- [PAGE]:
You also need to be able to prove there is enough money to make you not a public charge, the USC needs a salary of about $18.5k if you don't have enough you need to be able to make up 5 times the difference in savings.


----------



## Mikesgirl (Oct 3, 2010)

Thanks for the quick reply :-D I have one more question if I may...while the application's going through, does that mean I cannot visit him at all? Or is there a way to see him?

Lol, that's good to know about needing to provide photographic proof of us together...I may be able to give them a photo album if they like


----------



## BritishGav (Jan 26, 2010)

You need proof of the relationship, so stuff like pictures of you together, hotel recepts, old boarding passes and stuff like that. When we actually went through it all it turned out we had a lot more than we needed.

As for visiting, you can but it's a risk. You have to convince the boarder official that you aren't planning to do a runner. If they believe you then no worries, but if they don't you can be denied entry and that can jepordise you visa application. It also means you can't use the visa waiver program anymore either. I don't know about you but I don't think it's worth the risk.


----------



## Mikesgirl (Oct 3, 2010)

Thanks, that does sound like it's more risk than it's worth :-( I guess Mike and I had better be ready for some time apart while waiting for it to process *makes face* at least we only see each other twice a year anyway, so it won't be too absolutely big a change!
Thanks really much for the info  how are you and your fiance/partner doing now? (it's so odd how in America, they use 'fiance' for both fiancee and fiance...i'm starting to switch my vocab over in preparation )

Helen


----------



## BritishGav (Jan 26, 2010)

Well just because you can't go there doesn't mean he can't come and see you here instead, thats what my American girl is doing, she's coming over for christmas and new year, and maybe some time in the summer if we can afford it.
Karen and I are keeping busy and we're very focused on the plan. Everything we're doing right now is building up towards being together. She's just started her own business, and she's still studying really hard too. And I'm saving my arse off.

- [WRITTEN PROBLEM A]:
Decide whether each statement agrees with the visa thread, and support each yes or no with the thread's deciding words quoted exactly. (i) A border official who is not convinced can deny entry. (ii) The U.S. citizen needs a salary of about $25k. (iii) Helen and Mike usually meet four times a year.
- [WRITTEN PROBLEM B]:
Continue the visa thread from its last sentence, keeping the same voice.
The rows after this thread play no part in the work here.

- [DATA SHOWN]:
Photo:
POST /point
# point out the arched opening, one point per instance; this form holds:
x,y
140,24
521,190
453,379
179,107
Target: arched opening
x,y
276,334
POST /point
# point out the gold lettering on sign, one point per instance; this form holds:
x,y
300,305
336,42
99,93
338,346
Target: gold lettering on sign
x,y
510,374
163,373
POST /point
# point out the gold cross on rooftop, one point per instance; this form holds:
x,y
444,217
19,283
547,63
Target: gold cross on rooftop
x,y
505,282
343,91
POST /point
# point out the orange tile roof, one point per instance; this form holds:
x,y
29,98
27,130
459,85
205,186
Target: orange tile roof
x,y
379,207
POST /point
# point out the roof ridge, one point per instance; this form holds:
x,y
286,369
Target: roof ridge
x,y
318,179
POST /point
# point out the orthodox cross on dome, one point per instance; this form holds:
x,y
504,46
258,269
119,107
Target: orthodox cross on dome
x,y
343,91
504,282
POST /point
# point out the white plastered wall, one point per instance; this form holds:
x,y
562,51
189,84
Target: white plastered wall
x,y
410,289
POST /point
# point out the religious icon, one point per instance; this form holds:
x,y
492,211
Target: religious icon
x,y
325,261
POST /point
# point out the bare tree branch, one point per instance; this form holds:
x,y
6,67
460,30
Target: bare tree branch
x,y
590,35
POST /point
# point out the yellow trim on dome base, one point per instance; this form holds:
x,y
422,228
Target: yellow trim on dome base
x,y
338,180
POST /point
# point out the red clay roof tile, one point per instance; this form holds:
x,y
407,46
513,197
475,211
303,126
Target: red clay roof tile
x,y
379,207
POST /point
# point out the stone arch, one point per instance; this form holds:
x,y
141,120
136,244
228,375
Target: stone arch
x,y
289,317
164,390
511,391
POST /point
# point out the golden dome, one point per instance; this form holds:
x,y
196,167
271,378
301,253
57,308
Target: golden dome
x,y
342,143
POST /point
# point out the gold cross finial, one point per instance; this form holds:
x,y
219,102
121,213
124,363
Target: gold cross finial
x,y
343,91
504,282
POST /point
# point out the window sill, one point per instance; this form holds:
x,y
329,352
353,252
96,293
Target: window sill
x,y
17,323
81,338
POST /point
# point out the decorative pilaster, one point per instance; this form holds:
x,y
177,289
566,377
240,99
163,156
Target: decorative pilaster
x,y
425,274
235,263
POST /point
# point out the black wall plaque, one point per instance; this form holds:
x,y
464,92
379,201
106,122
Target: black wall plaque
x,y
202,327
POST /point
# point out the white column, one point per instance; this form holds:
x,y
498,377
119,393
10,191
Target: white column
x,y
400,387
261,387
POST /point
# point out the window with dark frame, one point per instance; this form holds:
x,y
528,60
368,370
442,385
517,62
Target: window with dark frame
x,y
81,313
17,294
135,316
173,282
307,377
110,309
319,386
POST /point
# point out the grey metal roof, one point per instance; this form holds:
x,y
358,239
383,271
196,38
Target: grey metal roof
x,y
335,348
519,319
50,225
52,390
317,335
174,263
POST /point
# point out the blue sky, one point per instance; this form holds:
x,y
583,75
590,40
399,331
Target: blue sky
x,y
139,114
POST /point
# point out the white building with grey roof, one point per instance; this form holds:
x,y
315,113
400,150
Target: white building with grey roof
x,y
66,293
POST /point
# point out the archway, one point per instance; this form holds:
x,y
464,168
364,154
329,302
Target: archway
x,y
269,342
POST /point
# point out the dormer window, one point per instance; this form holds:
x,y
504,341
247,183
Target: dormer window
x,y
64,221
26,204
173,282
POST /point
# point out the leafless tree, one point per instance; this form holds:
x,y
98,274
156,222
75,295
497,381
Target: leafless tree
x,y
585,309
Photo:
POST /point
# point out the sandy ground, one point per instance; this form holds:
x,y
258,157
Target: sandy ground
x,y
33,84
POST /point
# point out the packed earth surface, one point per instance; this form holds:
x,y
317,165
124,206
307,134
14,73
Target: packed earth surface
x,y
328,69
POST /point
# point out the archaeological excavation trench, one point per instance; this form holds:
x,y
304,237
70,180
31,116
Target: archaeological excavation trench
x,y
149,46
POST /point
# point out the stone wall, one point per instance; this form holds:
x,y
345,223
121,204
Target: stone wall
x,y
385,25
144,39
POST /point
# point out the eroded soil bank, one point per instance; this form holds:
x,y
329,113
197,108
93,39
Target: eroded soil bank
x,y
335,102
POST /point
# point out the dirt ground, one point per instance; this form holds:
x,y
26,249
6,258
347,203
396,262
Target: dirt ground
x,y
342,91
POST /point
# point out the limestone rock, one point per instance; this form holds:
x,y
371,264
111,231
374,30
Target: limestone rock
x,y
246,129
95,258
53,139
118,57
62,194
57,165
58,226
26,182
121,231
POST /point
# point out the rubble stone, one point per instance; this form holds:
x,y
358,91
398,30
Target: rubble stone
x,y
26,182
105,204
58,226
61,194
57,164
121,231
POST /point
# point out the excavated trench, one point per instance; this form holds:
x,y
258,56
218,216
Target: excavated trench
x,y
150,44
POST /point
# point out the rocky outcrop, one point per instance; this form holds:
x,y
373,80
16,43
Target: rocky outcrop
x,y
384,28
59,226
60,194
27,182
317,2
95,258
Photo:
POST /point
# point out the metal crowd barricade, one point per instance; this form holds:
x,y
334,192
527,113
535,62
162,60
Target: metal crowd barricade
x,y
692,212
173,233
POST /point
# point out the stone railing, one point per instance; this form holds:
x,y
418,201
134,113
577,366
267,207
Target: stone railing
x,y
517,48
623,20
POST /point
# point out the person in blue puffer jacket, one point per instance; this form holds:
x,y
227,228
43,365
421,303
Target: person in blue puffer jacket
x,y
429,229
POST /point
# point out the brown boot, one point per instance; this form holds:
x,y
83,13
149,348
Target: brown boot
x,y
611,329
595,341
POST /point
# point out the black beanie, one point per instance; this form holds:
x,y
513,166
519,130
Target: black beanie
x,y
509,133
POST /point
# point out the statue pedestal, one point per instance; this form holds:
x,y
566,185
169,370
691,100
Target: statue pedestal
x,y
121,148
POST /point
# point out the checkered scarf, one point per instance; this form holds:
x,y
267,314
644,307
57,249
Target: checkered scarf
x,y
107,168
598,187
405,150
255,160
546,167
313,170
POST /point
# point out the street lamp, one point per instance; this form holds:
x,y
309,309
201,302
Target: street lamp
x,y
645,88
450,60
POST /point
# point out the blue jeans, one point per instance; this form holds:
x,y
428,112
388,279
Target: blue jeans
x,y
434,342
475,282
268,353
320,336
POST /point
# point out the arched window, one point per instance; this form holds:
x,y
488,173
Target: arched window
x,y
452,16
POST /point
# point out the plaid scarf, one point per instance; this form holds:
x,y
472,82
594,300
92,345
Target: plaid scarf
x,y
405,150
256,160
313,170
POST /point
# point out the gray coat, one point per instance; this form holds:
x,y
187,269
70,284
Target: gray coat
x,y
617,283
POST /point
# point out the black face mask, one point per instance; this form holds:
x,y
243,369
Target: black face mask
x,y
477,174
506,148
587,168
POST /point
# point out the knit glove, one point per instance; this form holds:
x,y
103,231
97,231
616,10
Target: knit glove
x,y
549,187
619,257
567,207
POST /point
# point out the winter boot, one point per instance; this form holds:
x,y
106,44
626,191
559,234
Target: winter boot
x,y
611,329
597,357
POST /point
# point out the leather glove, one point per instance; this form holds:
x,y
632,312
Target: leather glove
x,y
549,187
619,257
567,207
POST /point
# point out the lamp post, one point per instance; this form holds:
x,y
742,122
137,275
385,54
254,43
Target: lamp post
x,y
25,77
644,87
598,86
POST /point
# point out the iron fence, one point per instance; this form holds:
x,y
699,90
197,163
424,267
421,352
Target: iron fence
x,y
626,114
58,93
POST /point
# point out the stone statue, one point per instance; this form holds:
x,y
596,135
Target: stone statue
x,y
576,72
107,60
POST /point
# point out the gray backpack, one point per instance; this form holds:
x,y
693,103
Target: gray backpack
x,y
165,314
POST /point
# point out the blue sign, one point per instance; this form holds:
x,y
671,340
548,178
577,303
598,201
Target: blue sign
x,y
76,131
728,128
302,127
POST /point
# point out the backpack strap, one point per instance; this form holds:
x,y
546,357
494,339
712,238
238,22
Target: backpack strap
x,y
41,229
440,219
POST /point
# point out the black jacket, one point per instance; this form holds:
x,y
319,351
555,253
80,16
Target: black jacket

- [WRITTEN REPLY A]:
(i) Yes: "if they don't you can be denied entry"
(ii) No: "the USC needs a salary of about $18.5k"
(iii) No: "we only see each other twice a year"

- [WRITTEN REPLY B]:
But don't let yourself be colonised my the colonials, you can't help it to a point though. I talk about going to the movies instead of the cinema, by there's no way I am giving up on rubbish, petrol and football


----------



## Mikesgirl (Oct 3, 2010)

He can't actually come here :-( His new job is real strict about time off and well...the more we works, the more money is saved as I've only just found myself a temp job at least for the next 3 months to get some more money saved of my own.
His plan is for me to visit him at Christmas, I guess then we'll start planning on starting the visa process after that. I actually like absorbing the vocab over there, though it is fun to tease Mike with the difference with words...i call it 'queue', he calls it 'line' so the one time he slipped up and said 'better join the queue', boy was he traumatised  he and i love bantering over words!
Good for Karen, what kind of business is she running? What is she studying? She sounds like she must be lovely


----------



## BritishGav (Jan 26, 2010)

She does private maths tutoring, and she's doing her BA in Maths at the moment. She wants to be a teacher eventually. Karen and i are always bantering about how we say things differently. We saw this trailor for a movie (never actually saw the film) and this girl and guy are together and i think one was American and the other was from Oz (I could be wrong) and she makes fun of how he talks and he says 'Don't mock me, I don't appreciate it!' and I say that to Karen in jest ALL the time, lol
People make fun of her for talking to 'British' and they make fun of me for talking to America. Apparently I over use Awesome


----------



## Mikesgirl (Oct 3, 2010)

Wow  is she doing the private maths tutoring as something aimed at students or at adult learning?
Hehe, that is funny about the 'talking too british' and 'talking too american' habit 
Do you have any trouble with the American currency? It may be utterly silly, but I still struggle with it and as a result have a purse stuffed with dimes and cents and quarters. I assumed that quarters meant 25 cents and that 100 cents made up a dollar, and now i'm confusing myself just as I write.... (god how i love the british pound...100 pennies to a pound and that's IT!)


----------



## BritishGav (Jan 26, 2010)

She does some adults, but also quite a lot of high school and middle school kids.
The currency can be a problem, quaters being a quarter of a dollar are easy enough. What confuses me are dimes and nickles, as the one that looks like a 5p is worth 10c and the one that looks like a 10p is worth 5c. What bothers me more is sales tax, as you don't know what things will cost its hard to get the right change ready. I also have to keep my notes in order or I get confused as it all looks the same.
It's a learning curve though, I have a friend I used to work with a few years ago and he has now lived in Oz for three years, and he's quite well adapted to everything out there now... even the heat


----------



## BritishGav (Jan 26, 2010)

Just an update on everything so far

i-129f posted UPS 2 day air to Dallas 1st October 2010
i-129f arrived in Dallas 4th October 2010
i-129f payment cleared 7th October 2010

Expecting the NOA1 pretty soon


----------



## BritishGav (Jan 26, 2010)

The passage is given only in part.